▸ Task details: Count how many of the lines below contain the string "stripe", matching case exactly, and reply with only that number.

--

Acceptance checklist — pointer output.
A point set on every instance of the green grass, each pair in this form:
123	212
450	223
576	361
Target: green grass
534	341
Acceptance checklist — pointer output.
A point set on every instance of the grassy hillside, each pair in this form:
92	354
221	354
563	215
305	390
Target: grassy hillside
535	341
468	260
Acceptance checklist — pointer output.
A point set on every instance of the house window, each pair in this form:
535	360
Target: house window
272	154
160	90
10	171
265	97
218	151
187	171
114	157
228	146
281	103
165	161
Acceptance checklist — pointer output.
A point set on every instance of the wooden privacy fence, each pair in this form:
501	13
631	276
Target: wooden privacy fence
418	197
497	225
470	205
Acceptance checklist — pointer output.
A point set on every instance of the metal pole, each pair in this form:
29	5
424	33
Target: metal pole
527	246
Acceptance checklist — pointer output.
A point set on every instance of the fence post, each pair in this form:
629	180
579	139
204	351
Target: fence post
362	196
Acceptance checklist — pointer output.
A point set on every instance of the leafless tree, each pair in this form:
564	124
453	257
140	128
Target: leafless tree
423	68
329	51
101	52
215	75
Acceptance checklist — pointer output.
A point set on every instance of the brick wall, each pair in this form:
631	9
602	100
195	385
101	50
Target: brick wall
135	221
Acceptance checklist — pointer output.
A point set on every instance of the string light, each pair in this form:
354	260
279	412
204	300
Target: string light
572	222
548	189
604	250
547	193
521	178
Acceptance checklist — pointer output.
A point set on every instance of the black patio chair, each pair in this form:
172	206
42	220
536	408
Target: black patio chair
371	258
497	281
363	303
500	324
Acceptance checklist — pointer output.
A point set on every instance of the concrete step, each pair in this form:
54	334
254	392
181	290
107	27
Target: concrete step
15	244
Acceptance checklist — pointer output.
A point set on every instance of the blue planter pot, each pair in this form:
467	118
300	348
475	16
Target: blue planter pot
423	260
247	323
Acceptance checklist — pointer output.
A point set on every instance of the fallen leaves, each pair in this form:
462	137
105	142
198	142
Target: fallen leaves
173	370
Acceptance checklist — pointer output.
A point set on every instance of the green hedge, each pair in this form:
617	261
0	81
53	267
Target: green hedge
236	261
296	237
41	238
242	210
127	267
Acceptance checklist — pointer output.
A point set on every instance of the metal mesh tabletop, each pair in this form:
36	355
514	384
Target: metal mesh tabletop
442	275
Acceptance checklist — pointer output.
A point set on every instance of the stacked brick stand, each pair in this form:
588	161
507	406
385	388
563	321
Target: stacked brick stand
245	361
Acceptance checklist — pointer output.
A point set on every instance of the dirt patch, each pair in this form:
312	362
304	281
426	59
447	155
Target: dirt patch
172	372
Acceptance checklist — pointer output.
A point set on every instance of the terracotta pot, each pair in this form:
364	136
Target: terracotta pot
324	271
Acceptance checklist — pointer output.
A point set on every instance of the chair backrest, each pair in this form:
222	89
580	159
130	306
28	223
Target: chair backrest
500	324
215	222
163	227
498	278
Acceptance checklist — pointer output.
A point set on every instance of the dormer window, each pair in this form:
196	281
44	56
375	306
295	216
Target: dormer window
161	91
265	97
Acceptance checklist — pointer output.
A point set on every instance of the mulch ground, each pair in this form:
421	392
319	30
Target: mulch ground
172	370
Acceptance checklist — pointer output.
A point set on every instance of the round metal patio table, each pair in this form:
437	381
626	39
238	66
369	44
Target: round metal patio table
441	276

--

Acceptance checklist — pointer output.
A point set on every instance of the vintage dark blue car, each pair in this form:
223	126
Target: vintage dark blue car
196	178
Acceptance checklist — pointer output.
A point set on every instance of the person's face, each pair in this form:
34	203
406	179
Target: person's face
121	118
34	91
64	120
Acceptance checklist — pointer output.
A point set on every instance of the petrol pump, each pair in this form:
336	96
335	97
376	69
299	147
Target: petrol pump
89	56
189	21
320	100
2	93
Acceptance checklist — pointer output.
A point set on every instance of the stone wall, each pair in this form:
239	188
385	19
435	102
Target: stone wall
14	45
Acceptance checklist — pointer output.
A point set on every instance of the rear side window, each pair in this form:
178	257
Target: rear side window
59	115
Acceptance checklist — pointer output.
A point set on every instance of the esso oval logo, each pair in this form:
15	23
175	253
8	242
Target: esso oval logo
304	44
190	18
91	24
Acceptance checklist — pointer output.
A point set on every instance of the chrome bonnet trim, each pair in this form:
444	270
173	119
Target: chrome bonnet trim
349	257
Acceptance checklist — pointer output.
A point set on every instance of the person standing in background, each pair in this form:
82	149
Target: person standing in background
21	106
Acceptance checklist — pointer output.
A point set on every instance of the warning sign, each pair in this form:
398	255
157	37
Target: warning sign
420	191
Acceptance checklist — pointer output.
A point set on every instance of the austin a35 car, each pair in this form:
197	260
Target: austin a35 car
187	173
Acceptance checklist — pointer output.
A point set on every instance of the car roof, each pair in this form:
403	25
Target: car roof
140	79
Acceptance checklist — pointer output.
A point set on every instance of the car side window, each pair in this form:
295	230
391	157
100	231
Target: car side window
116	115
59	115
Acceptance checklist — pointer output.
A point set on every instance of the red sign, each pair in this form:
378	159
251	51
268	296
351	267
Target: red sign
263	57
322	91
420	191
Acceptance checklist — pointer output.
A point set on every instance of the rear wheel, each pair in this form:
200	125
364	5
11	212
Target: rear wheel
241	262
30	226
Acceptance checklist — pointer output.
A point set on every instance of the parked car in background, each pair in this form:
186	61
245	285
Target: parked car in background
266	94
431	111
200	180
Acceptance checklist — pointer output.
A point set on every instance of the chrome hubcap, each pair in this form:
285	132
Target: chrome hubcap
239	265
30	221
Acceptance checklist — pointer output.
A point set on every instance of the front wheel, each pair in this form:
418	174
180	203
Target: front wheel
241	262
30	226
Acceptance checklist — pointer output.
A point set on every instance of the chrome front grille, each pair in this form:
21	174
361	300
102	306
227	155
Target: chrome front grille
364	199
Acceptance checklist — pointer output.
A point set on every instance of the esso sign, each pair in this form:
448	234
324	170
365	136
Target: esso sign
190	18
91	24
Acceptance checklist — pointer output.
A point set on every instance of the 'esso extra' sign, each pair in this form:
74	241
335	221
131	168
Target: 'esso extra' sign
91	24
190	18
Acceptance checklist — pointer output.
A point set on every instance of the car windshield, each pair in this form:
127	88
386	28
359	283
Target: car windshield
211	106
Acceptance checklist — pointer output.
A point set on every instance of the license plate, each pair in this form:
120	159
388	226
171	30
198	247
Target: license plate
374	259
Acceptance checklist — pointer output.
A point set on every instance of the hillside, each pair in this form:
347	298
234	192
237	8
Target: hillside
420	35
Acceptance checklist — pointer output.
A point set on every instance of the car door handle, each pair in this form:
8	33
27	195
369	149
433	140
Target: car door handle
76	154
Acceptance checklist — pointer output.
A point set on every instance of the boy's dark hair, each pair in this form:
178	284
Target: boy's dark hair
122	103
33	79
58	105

--

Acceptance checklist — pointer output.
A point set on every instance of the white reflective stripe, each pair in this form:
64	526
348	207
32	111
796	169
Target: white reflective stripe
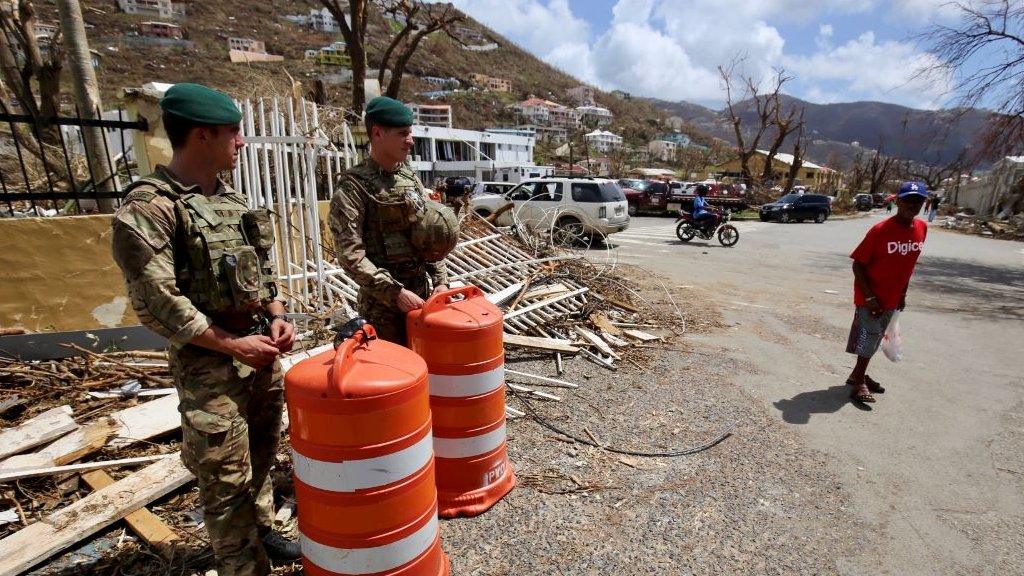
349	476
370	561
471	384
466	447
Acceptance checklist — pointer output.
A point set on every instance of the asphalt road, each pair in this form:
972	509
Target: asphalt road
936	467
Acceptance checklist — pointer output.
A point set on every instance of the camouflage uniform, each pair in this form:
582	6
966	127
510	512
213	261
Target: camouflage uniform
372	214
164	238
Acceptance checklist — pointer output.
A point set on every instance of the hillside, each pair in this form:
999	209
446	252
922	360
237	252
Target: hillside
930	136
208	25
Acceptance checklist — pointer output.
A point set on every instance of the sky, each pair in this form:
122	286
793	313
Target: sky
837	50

--

▸ Task output: 2